REQUEST
Find each line in the records that contains the string "positive" and copy those lines out in full.

BEGIN

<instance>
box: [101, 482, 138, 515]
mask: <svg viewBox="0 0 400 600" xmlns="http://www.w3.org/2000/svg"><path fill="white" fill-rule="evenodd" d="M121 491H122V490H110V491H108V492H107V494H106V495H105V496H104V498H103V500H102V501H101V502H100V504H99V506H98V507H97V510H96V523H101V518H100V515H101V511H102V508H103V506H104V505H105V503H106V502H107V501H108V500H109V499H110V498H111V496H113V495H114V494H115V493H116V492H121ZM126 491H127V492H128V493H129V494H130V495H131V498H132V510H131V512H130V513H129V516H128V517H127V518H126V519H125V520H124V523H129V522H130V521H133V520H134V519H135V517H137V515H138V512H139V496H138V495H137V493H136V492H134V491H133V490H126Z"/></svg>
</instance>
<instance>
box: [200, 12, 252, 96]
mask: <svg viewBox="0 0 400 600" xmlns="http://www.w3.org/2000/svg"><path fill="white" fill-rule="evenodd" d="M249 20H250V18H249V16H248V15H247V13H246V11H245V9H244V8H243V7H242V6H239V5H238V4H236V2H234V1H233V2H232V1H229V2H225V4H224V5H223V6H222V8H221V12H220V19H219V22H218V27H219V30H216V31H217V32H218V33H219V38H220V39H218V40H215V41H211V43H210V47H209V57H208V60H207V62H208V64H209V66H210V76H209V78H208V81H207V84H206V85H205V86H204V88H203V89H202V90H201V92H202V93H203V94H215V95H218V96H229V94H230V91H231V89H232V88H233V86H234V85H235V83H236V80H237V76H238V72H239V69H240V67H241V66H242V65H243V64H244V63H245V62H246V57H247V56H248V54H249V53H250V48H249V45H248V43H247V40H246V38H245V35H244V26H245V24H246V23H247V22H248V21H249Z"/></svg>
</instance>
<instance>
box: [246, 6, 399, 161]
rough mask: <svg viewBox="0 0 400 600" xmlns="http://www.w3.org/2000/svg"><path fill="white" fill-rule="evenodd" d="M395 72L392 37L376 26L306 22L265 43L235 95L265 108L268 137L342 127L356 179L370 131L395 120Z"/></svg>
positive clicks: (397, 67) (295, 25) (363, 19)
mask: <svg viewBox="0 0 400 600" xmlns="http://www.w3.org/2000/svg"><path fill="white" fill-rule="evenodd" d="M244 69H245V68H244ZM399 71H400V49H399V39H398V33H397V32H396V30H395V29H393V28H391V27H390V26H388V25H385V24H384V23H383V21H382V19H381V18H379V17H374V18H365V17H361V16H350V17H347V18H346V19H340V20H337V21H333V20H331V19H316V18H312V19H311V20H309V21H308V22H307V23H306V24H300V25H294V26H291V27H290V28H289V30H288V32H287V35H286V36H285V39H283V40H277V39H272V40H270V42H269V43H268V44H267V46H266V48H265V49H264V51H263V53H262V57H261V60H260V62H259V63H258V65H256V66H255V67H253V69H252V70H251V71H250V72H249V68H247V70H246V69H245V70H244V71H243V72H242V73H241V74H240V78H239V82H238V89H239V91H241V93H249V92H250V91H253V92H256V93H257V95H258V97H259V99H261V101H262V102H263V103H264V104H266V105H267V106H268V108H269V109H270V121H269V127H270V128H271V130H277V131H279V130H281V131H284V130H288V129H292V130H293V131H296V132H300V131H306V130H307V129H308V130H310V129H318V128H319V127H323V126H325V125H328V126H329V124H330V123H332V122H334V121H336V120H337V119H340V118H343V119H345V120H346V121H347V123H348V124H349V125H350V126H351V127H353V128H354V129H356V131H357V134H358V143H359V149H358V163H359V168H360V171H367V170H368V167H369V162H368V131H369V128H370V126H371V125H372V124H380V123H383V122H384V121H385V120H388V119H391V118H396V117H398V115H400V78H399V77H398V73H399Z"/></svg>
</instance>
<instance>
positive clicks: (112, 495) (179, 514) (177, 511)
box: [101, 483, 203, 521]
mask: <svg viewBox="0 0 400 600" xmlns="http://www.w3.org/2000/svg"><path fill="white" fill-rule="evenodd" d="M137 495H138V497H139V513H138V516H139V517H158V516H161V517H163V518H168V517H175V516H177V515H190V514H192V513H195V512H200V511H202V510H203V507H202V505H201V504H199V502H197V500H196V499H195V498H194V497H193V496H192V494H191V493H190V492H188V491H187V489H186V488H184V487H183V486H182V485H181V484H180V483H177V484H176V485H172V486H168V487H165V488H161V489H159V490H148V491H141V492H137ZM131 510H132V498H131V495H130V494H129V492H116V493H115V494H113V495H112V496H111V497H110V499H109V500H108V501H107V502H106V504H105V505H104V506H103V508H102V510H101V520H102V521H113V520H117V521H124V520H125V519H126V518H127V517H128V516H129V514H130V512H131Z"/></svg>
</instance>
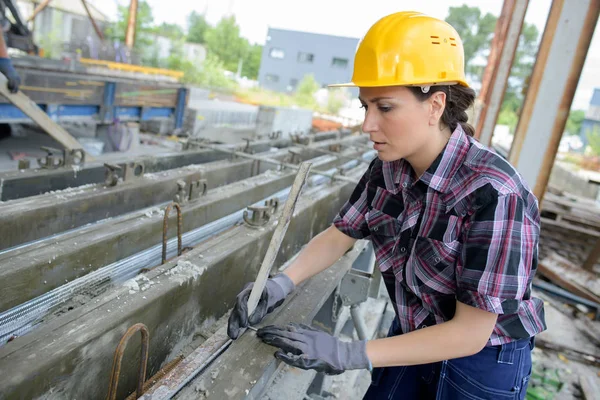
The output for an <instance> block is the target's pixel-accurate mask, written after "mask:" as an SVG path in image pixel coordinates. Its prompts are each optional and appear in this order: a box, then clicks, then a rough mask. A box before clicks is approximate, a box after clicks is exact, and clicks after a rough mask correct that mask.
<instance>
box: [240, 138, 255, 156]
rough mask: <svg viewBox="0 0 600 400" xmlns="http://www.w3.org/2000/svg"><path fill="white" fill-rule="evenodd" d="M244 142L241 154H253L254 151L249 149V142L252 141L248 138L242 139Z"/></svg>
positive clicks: (249, 147) (250, 147)
mask: <svg viewBox="0 0 600 400" xmlns="http://www.w3.org/2000/svg"><path fill="white" fill-rule="evenodd" d="M244 140H245V141H246V146H244V148H243V149H242V152H243V153H246V154H254V150H253V149H252V147H250V142H253V141H254V140H253V139H249V138H244Z"/></svg>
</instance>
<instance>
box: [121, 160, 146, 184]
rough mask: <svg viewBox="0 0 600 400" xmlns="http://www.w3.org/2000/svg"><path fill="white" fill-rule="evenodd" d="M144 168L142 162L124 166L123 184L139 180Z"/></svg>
mask: <svg viewBox="0 0 600 400" xmlns="http://www.w3.org/2000/svg"><path fill="white" fill-rule="evenodd" d="M145 170H146V168H145V167H144V163H143V162H131V163H127V164H125V173H124V176H123V180H124V181H125V182H129V181H131V180H133V179H137V178H140V177H142V176H143V175H144V171H145Z"/></svg>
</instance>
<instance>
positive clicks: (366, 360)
mask: <svg viewBox="0 0 600 400" xmlns="http://www.w3.org/2000/svg"><path fill="white" fill-rule="evenodd" d="M340 353H345V354H340V359H341V360H345V361H346V365H344V366H343V367H344V369H345V370H350V369H368V370H369V371H370V370H371V369H372V366H371V361H370V360H369V357H367V341H366V340H358V341H354V342H342V341H340Z"/></svg>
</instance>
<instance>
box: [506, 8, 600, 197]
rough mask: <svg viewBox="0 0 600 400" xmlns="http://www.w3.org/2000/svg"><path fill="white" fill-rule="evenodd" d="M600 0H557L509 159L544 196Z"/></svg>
mask: <svg viewBox="0 0 600 400" xmlns="http://www.w3.org/2000/svg"><path fill="white" fill-rule="evenodd" d="M599 10H600V0H578V1H570V2H569V3H568V7H567V1H566V0H553V2H552V6H551V8H550V14H549V16H548V21H547V22H546V28H545V29H544V34H543V36H542V41H541V44H540V49H539V52H538V55H537V59H536V62H535V66H534V68H533V73H532V75H531V81H530V85H529V89H528V91H527V95H526V97H525V103H524V105H523V111H522V112H521V117H520V118H519V123H518V125H517V130H516V132H515V137H514V140H513V144H512V147H511V150H510V153H509V161H510V162H511V164H512V165H514V166H515V167H516V168H517V169H518V170H519V171H520V173H521V174H522V175H523V177H524V178H525V180H526V182H528V183H529V185H530V186H532V187H533V192H534V194H535V195H536V196H537V198H538V199H539V201H540V202H541V201H542V198H543V195H544V192H545V191H546V186H547V184H548V180H549V178H550V172H551V170H552V166H553V164H554V158H555V156H556V152H557V150H558V145H559V143H560V139H561V137H562V134H563V130H564V127H565V124H566V121H567V117H568V115H569V110H570V108H571V103H572V101H573V96H574V95H575V89H576V88H577V83H578V81H579V77H580V75H581V70H582V68H583V64H584V62H585V58H586V56H587V52H588V49H589V46H590V42H591V40H592V36H593V34H594V29H595V27H596V22H597V21H598V13H599Z"/></svg>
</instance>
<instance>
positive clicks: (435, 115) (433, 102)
mask: <svg viewBox="0 0 600 400" xmlns="http://www.w3.org/2000/svg"><path fill="white" fill-rule="evenodd" d="M429 105H430V107H429V109H430V114H429V125H430V126H437V125H438V124H439V122H440V119H441V118H442V114H444V109H445V108H446V93H444V92H441V91H438V92H435V93H434V94H432V95H431V97H429Z"/></svg>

END

EXPECTED ANSWER
positive clicks: (397, 67) (295, 25) (363, 19)
positive clicks: (112, 495) (179, 514) (177, 511)
positive clicks: (249, 147) (250, 147)
positive clicks: (366, 360)
positive clicks: (435, 115) (433, 102)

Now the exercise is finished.